> [DOCUMENT PASSAGE]:
....................

In addition, we compare the performance of our TF-QDS with two possible TF-QDSs constructed by two different KGPs: KGP with CPRS [38] and KGP with DPRS [44]. These two newly constructed protocols are called TF-QDS with CPRS and TF-QDS with DPRS, respectively. The simulation results demonstrate that our TF-QDS with $M=6$ can exceed the performance of TF-QDS with CPRS due to the exact matching of phases. Its signature rate is 5–15 times that of TF-QDS with CPRS when the transmission distance ranges from 100 km to 300 km, and the maximum signature distance obtainable can be increased by $5\%$. Furthermore, we compare the performance between our TF-QDS and TF-QDS with DPRS for four different M. The results show that, for the same M, our method can achieve better performance in terms of both signature rate and secure distance. The reason for this is that in our protocol, only two phases are encoded in the code mode and the key generation rate is not restricted by M. On the other hand, the increase of M tightens the upper bound of Eve’s side information estimated in the test mode. Therefore, for our protocol, the signature rate increases with M. However, in TF-QDS with DPRS, M phases are encoded in the code mode, so its signature rate tends to zero with the increase of M, which is caused by the filtering factor.

In this work, we devote Section 2 to the description of our TF-QDS. We review the TF-KGP [45] in Section 3. In Section 4, the security analysis is carried out. We give numerical simulation results in Section 5, and summarize our work in Section 6.

2. TF-QDS Protocol with Fully Discrete Phase Randomization

We consider a simple structure for our TF-QDS protocol to sign a one-bit message: a signer, Alice, generates a signature declaration with TF-KGPs performed by Alice–Bob and Alice–Charlie in the key distribution stage, and then transmits it to one of two receivers (Bob and Charlie), say Bob. Bob first verifies the signature and then forwards it to Charlie who then further verifies its authenticity in the messaging stage. The detailed process for our TF-QDS is illustrated in Figure 1. It is therefore clear that at most one party is dishonest in such a tripartite setting. If there is more than one dishonest party, then the real protocol will actually fail. We describe our TF-QDS protocol as follows.

....................

> [TASK INSTRUCTIONS]:
Please write the next part of the quantum signature passage, picking up right after its final sentence. The entries have no connection to the quantum signature passage.

> [DATA TO EXAMINE]:
....................

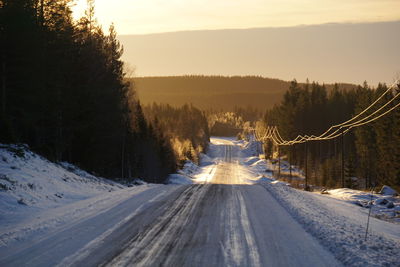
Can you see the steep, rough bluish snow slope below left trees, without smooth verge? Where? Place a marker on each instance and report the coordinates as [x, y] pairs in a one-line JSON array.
[[30, 183]]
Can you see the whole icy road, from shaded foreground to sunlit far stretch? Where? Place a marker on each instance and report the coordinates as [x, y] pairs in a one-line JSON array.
[[224, 221]]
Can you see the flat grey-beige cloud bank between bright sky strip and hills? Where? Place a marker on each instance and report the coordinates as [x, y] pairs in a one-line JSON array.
[[326, 53]]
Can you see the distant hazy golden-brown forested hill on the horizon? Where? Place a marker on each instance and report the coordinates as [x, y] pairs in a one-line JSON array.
[[214, 92]]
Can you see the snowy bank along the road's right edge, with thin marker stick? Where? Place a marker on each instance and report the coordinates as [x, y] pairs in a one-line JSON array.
[[341, 226]]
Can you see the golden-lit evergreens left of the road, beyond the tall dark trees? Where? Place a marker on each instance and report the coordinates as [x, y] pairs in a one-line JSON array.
[[186, 127]]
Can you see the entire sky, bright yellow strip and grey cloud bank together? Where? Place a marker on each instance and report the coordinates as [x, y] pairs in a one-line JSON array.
[[173, 37]]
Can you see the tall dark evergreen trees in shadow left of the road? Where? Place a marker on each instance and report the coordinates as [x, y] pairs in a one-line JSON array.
[[63, 93]]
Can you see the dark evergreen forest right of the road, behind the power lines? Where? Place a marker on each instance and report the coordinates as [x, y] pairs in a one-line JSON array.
[[371, 152]]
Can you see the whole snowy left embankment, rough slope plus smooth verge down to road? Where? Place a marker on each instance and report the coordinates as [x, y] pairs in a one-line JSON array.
[[38, 196]]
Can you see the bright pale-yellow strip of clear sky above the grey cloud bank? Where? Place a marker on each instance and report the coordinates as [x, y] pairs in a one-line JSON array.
[[154, 16]]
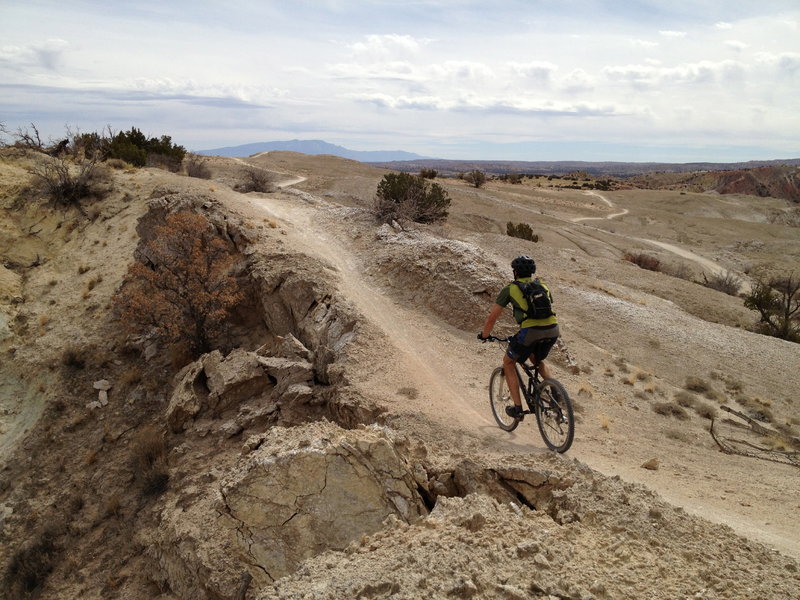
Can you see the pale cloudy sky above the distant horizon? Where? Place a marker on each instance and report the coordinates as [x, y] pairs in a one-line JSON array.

....................

> [EXERCISE ANSWER]:
2.1. Distribution Stage

(1)

For each message $m=0$ or 1, Alice and Bob use the discrete-phase-randomized TF-KGP [45] to generate keys of length $n_k$, Alice holds the key $K_m^{AB}$ and Bob holds the key $K_m^B$. Similarly, Alice and Charlie perform the discrete-phase-randomized TF-KGP [45] to generate keys $K_m^{AC}$ and $K_m^C$, respectively. The detailed steps for key distribution can be found in Section 3. Alice’s signature for m is $Si{g}_m=(K_m^{AB},K_m^{AC})$.

(2)

For each m, Bob and Charlie perform the symmetrization of keys. That is, Bob (Charlie) randomly chooses half of the bits in his key $K_m^B$ ($K_m^C$), called $K_{m,forward}^B$ ($K_{m,forward}^C$), and then sends these bits to Charlie (Bob) using an authenticated classical channel. The remaining bits in $K_m^B$ ($K_m^C$) are named $K_{m,keep}^B$ ($K_{m,keep}^C$). After the symmetrization of keys, Bob’s and Charlie’s keys are denoted as $S_m^B=(K_{m,keep}^B,K_{m,forward}^C)$ and $S_m^C=(K_{m,keep}^C,K_{m,forward}^B)$ respectively; therefore, Alice cannot distinguish whether a key is Bob’s or Charlie’s, which guarantees the security against repudiation. In addition, Bob (Charlie) can only obtain half of $K_m^C$ ($K_m^B$), which guarantees the security against forging.

2.2. Messaging Stage

(1)

For signing a one-bit message m, Alice sends the signature declaration $(m,Si{g}_m)$ to Bob.

(2)

Bob checks and records the number of mismatches between the declaration $Si{g}_m$ and his key $S_m^B$. Particularly, Bob separately calculates the number of mismatches for the key $K_{m,keep}^B$ that received directly from Alice and the key $K_{m,forward}^C$ that forwarded by Charlie. If the number of mismatches for both parts is fewer than $S_a(n_k/2)$, he accepts the signature, where $S_a<1/2$ is a small threshold determined by experimental parameters and a desired security level.

(3)

Bob then forwards $(m,Si{g}_m)$ to Charlie.

(4)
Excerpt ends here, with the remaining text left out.